### TASK DETAILS
Turn every line of the records below into a Markdown table with the columns "No." and "Line", numbering the rows in order and skipping blank lines.

[Records in a dataset]
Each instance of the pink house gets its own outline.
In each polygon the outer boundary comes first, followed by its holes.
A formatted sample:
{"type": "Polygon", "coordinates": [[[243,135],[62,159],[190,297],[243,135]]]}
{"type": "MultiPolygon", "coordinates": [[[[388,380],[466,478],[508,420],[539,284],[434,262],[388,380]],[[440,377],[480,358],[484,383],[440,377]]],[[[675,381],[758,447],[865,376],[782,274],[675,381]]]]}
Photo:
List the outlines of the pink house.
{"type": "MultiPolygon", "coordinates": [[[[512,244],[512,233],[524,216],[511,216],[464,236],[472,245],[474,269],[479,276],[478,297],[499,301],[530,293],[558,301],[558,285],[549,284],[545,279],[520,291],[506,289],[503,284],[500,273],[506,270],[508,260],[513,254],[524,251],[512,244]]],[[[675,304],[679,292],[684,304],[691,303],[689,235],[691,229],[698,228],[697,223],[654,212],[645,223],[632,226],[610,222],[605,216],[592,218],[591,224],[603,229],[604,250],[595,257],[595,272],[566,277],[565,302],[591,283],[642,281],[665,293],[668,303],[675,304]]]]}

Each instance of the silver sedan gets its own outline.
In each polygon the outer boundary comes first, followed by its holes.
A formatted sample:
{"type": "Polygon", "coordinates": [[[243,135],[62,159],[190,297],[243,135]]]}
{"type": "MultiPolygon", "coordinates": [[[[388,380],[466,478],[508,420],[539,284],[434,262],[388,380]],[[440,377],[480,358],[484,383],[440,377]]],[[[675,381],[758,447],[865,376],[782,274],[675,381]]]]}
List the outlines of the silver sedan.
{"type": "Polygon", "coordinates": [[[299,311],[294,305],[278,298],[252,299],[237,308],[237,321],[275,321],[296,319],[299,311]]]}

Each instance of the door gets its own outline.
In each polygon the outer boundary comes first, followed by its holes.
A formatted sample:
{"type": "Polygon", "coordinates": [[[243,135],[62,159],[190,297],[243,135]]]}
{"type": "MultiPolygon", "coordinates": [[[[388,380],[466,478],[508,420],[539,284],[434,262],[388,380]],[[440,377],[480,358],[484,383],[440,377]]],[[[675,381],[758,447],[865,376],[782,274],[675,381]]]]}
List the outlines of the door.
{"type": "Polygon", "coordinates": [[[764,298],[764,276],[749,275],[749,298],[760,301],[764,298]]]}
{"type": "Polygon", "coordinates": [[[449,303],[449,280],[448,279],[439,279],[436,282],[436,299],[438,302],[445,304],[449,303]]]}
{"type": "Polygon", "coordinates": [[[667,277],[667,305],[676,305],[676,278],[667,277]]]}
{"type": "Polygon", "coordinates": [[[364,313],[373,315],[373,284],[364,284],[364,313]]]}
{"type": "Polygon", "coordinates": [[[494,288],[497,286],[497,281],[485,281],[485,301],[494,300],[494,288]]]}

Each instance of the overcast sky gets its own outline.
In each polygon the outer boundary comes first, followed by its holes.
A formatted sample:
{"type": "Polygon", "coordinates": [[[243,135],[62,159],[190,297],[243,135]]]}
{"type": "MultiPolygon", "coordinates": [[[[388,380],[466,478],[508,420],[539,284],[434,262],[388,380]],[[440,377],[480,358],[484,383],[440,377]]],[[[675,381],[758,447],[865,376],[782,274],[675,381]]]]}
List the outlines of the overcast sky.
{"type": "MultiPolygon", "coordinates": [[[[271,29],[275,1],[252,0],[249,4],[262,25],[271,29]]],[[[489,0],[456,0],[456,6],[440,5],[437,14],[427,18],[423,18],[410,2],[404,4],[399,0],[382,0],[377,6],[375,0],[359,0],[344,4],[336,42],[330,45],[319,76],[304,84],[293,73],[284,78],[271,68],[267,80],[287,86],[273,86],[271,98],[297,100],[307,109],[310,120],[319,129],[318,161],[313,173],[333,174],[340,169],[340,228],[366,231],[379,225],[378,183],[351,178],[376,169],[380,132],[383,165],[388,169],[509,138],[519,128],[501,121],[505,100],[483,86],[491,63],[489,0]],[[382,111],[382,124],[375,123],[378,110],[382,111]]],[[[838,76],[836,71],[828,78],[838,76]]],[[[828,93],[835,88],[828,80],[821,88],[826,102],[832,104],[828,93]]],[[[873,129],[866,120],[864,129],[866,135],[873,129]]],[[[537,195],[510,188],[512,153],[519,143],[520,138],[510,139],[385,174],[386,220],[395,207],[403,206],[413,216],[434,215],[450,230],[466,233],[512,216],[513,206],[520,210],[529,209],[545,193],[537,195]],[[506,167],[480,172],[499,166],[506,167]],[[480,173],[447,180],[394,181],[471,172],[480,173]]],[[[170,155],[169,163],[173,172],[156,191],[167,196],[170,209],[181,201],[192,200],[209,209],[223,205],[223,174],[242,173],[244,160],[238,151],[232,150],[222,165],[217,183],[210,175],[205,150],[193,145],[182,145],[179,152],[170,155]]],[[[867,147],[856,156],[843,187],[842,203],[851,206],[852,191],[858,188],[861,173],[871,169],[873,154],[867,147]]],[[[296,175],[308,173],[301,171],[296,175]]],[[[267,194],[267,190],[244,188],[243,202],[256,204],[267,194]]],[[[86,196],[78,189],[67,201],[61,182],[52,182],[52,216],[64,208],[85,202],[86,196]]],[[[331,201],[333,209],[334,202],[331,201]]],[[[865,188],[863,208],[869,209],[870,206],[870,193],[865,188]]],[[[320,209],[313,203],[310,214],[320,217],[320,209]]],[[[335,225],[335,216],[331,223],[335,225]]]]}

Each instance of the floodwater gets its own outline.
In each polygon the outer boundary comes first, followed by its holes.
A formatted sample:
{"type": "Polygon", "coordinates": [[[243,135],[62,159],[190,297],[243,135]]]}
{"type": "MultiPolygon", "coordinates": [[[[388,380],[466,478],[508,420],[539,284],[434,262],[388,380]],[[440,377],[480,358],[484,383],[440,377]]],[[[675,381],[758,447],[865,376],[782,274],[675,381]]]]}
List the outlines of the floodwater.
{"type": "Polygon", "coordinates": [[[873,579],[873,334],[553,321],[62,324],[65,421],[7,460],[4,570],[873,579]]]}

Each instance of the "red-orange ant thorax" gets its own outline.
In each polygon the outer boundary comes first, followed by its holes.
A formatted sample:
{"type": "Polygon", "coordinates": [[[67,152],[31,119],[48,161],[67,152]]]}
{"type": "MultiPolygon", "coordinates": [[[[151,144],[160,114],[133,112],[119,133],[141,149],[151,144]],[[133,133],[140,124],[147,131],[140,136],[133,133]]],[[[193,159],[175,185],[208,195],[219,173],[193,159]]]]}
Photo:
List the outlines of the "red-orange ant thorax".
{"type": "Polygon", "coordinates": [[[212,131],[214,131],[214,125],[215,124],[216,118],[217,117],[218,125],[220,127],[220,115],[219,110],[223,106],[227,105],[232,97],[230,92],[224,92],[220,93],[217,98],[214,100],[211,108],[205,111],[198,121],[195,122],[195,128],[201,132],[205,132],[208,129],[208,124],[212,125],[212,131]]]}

### WORKED ANSWER
| No. | Line |
|---|---|
| 1 | Each instance of the pink house gets its own outline. |
| 2 | In each polygon the outer boundary comes first, followed by its holes. |
| 3 | A formatted sample: |
| 4 | {"type": "Polygon", "coordinates": [[[243,135],[62,159],[190,297],[243,135]]]} |
| 5 | {"type": "MultiPolygon", "coordinates": [[[[388,380],[466,478],[508,420],[539,284],[434,262],[388,380]],[[440,377],[480,358],[484,383],[440,377]]],[[[675,381],[758,447],[865,376],[782,274],[675,381]]]]} |
| 6 | Photo: |
| 7 | List the outlines of the pink house. |
| 8 | {"type": "MultiPolygon", "coordinates": [[[[512,244],[512,233],[524,216],[511,216],[464,236],[472,245],[474,269],[479,276],[478,297],[499,301],[530,293],[558,301],[558,285],[549,284],[545,279],[520,291],[506,289],[503,284],[500,273],[506,270],[508,260],[513,254],[524,251],[512,244]]],[[[675,304],[679,292],[684,304],[691,303],[689,235],[691,229],[698,228],[697,223],[654,212],[645,223],[632,226],[610,222],[605,216],[592,218],[591,224],[603,229],[604,250],[595,257],[595,272],[566,277],[565,302],[591,283],[642,281],[665,293],[668,303],[675,304]]]]} |
| 9 | Each instance of the silver sedan gets its own outline. |
| 10 | In each polygon the outer boundary comes first, followed by its holes. |
| 11 | A formatted sample: |
| 12 | {"type": "Polygon", "coordinates": [[[243,135],[62,159],[190,297],[243,135]]]} |
| 13 | {"type": "MultiPolygon", "coordinates": [[[[388,380],[466,478],[508,420],[539,284],[434,262],[388,380]],[[440,377],[480,358],[484,383],[440,377]]],[[[675,381],[758,447],[865,376],[782,274],[675,381]]]]} |
| 14 | List the outlines of the silver sedan. |
| 15 | {"type": "Polygon", "coordinates": [[[299,311],[294,305],[278,298],[252,299],[237,308],[237,321],[275,321],[296,319],[299,311]]]} |
| 16 | Each instance of the door gets its own outline. |
| 17 | In each polygon the outer boundary comes first, followed by its holes. |
| 18 | A formatted sample: |
| 19 | {"type": "Polygon", "coordinates": [[[243,135],[62,159],[190,297],[243,135]]]} |
| 20 | {"type": "MultiPolygon", "coordinates": [[[[388,380],[466,478],[508,420],[539,284],[434,262],[388,380]],[[440,377],[480,358],[484,383],[440,377]]],[[[675,381],[758,447],[865,376],[782,274],[675,381]]]]} |
| 21 | List the outlines of the door. |
| 22 | {"type": "Polygon", "coordinates": [[[764,298],[764,276],[749,275],[749,298],[760,301],[764,298]]]} |
| 23 | {"type": "Polygon", "coordinates": [[[449,303],[449,280],[448,279],[439,279],[436,282],[436,299],[438,302],[445,304],[449,303]]]} |
| 24 | {"type": "Polygon", "coordinates": [[[667,277],[667,305],[676,305],[676,278],[667,277]]]} |
| 25 | {"type": "Polygon", "coordinates": [[[364,313],[373,315],[373,284],[364,284],[364,313]]]} |
| 26 | {"type": "Polygon", "coordinates": [[[494,288],[497,286],[497,281],[485,281],[485,301],[494,300],[494,288]]]} |
| 27 | Each instance of the overcast sky gets its own outline. |
| 28 | In each polygon the outer boundary comes first, followed by its holes. |
| 29 | A formatted sample: |
| 30 | {"type": "Polygon", "coordinates": [[[243,135],[62,159],[190,297],[243,135]]]} |
| 31 | {"type": "MultiPolygon", "coordinates": [[[[388,380],[466,478],[508,420],[539,284],[434,262],[388,380]],[[440,377],[480,358],[484,383],[440,377]]],[[[675,381],[758,447],[865,376],[782,274],[675,381]]]]} |
| 32 | List the outlines of the overcast sky. |
| 33 | {"type": "MultiPolygon", "coordinates": [[[[271,29],[275,1],[252,0],[249,4],[262,25],[271,29]]],[[[489,0],[456,0],[456,6],[440,5],[437,14],[427,18],[423,18],[410,2],[404,4],[399,0],[382,0],[377,6],[375,0],[359,0],[344,4],[336,42],[330,45],[319,76],[304,84],[293,73],[284,78],[271,68],[267,80],[287,86],[273,86],[271,98],[297,100],[307,109],[310,120],[319,129],[318,161],[313,173],[333,174],[340,169],[340,228],[366,231],[379,225],[378,183],[351,178],[376,169],[380,132],[383,165],[388,169],[509,138],[519,128],[501,121],[505,100],[483,86],[491,63],[489,0]],[[382,111],[382,124],[375,123],[378,110],[382,111]]],[[[838,76],[836,71],[828,78],[838,76]]],[[[828,93],[835,88],[828,80],[821,88],[826,102],[832,104],[828,93]]],[[[873,129],[866,120],[864,129],[866,135],[873,129]]],[[[537,195],[510,188],[512,153],[519,143],[520,138],[510,139],[385,174],[386,220],[395,207],[403,206],[413,216],[434,215],[450,230],[466,233],[512,216],[513,206],[520,210],[529,209],[545,193],[537,195]],[[506,167],[480,172],[499,166],[506,167]],[[480,173],[447,180],[394,181],[471,172],[480,173]]],[[[170,155],[169,163],[173,172],[156,191],[167,196],[170,209],[181,201],[192,200],[209,209],[223,205],[223,174],[242,173],[244,160],[238,151],[232,150],[222,165],[217,183],[210,175],[205,150],[193,145],[182,145],[179,152],[170,155]]],[[[867,147],[856,156],[843,187],[842,203],[851,206],[852,191],[858,188],[861,173],[871,169],[873,154],[867,147]]],[[[296,175],[308,173],[301,171],[296,175]]],[[[267,194],[267,190],[244,188],[243,202],[256,204],[267,194]]],[[[86,196],[78,189],[67,201],[61,182],[52,182],[52,216],[64,208],[85,202],[86,196]]],[[[331,201],[333,209],[334,202],[331,201]]],[[[865,188],[863,208],[869,209],[870,206],[870,193],[865,188]]],[[[320,209],[313,203],[310,214],[320,217],[320,209]]],[[[335,225],[335,216],[331,223],[335,225]]]]} |
| 34 | Each instance of the floodwater gets its own outline. |
| 35 | In each polygon the outer boundary comes first, followed by its holes. |
| 36 | A formatted sample: |
| 37 | {"type": "Polygon", "coordinates": [[[243,135],[62,159],[190,297],[243,135]]]} |
| 38 | {"type": "MultiPolygon", "coordinates": [[[[388,380],[466,478],[508,420],[539,284],[434,262],[388,380]],[[440,377],[480,358],[484,383],[440,377]]],[[[675,381],[758,447],[865,376],[782,274],[675,381]]]]} |
| 39 | List the outlines of the floodwater. |
| 40 | {"type": "Polygon", "coordinates": [[[873,579],[873,334],[553,321],[62,324],[65,421],[7,460],[4,570],[873,579]]]} |
| 41 | Each instance of the "red-orange ant thorax" gets its own outline. |
| 42 | In each polygon the outer boundary comes first, followed by its holes. |
| 43 | A formatted sample: |
| 44 | {"type": "Polygon", "coordinates": [[[67,152],[31,119],[48,161],[67,152]]]} |
| 45 | {"type": "MultiPolygon", "coordinates": [[[[151,144],[160,114],[133,112],[119,133],[141,149],[151,144]],[[133,133],[140,124],[147,131],[140,136],[133,133]]],[[[193,159],[175,185],[208,195],[219,173],[193,159]]]]} |
| 46 | Photo: |
| 47 | List the outlines of the "red-orange ant thorax". |
| 48 | {"type": "Polygon", "coordinates": [[[212,131],[214,131],[214,125],[215,124],[216,118],[217,117],[218,125],[220,127],[220,115],[219,110],[223,106],[227,105],[232,97],[230,92],[224,92],[220,93],[217,98],[214,100],[211,108],[205,111],[198,121],[195,122],[195,128],[201,132],[205,132],[208,129],[208,124],[212,125],[212,131]]]} |